Assignment:
Can you pull out each line of the data below that includes the word "instance"?
Top of Data to examine
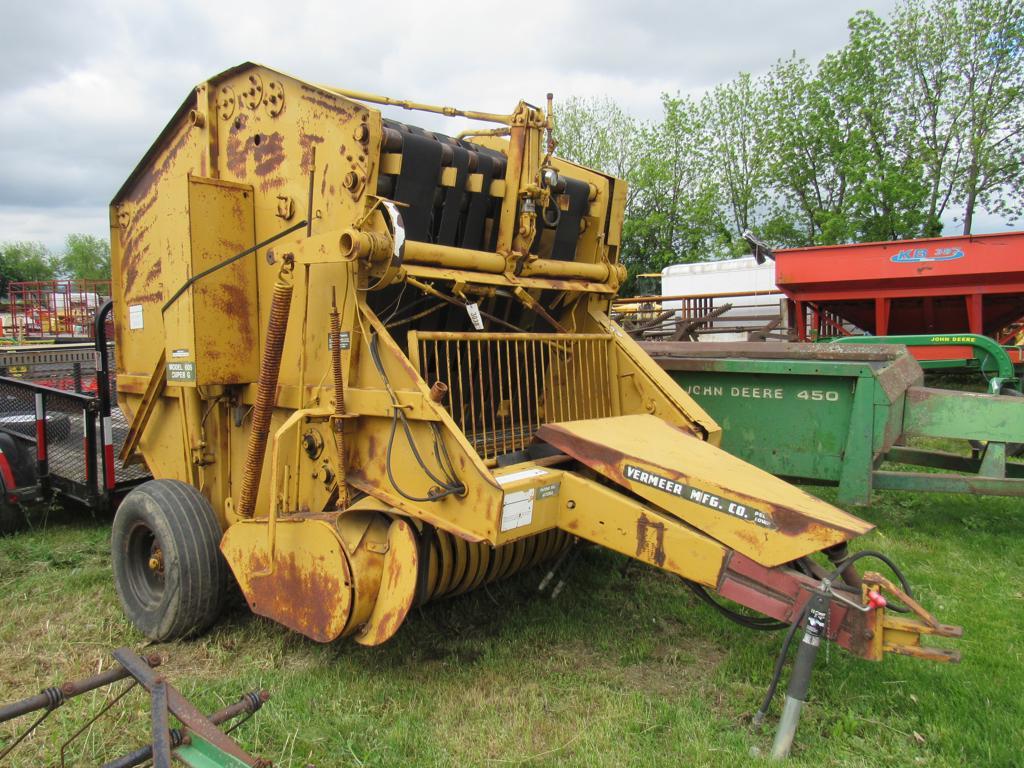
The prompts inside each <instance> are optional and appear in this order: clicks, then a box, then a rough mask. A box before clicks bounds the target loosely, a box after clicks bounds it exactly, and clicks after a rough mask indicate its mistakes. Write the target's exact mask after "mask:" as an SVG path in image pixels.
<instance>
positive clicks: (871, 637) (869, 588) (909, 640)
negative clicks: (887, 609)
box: [862, 570, 964, 663]
mask: <svg viewBox="0 0 1024 768" xmlns="http://www.w3.org/2000/svg"><path fill="white" fill-rule="evenodd" d="M863 582H864V586H863V588H862V589H863V594H864V600H865V602H867V603H868V604H873V603H877V602H878V600H879V597H877V595H879V593H880V592H881V590H885V591H886V592H888V593H889V594H890V595H892V596H893V598H895V599H896V600H898V601H899V602H901V603H902V604H903V605H905V606H906V607H907V608H908V609H909V611H910V612H911V613H912V614H913V615H914V616H915V617H914V618H910V617H908V616H906V615H900V614H897V613H893V612H892V611H891V609H890V610H886V609H884V608H880V609H878V610H874V615H873V627H871V633H870V640H869V643H868V647H867V648H866V651H867V652H866V653H865V654H864V655H865V657H867V658H871V659H873V660H881V659H882V656H883V655H885V654H886V653H899V654H900V655H904V656H914V657H915V658H924V659H926V660H929V662H951V663H956V662H959V660H961V654H959V651H958V650H954V649H951V648H933V647H928V646H924V645H922V644H921V638H922V636H923V635H935V636H936V637H953V638H956V637H963V636H964V628H963V627H954V626H952V625H948V624H940V623H939V621H938V620H937V618H936V617H935V616H934V615H932V614H931V613H930V612H929V611H928V610H926V609H925V608H924V607H923V606H922V605H921V603H919V602H918V601H916V600H914V599H913V598H912V597H910V596H909V595H907V594H906V592H904V591H903V590H901V589H900V588H899V587H898V586H897V585H895V584H893V583H892V582H891V581H889V580H888V579H887V578H886V577H884V575H882V574H881V573H877V572H874V571H871V570H869V571H867V572H866V573H864V577H863ZM872 595H876V596H874V597H872Z"/></svg>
Bottom of Data to examine
Response below:
The prompts inside each <instance> are optional and appear in this order: clicks, then a box, then a rough mask. A box before clicks bounds the target loosely, a box after clicks bounds it exactly, and clicks after a rough mask indicate its mistakes. Write the target's exact mask after "mask:" as an SVG path in image pixels.
<instance>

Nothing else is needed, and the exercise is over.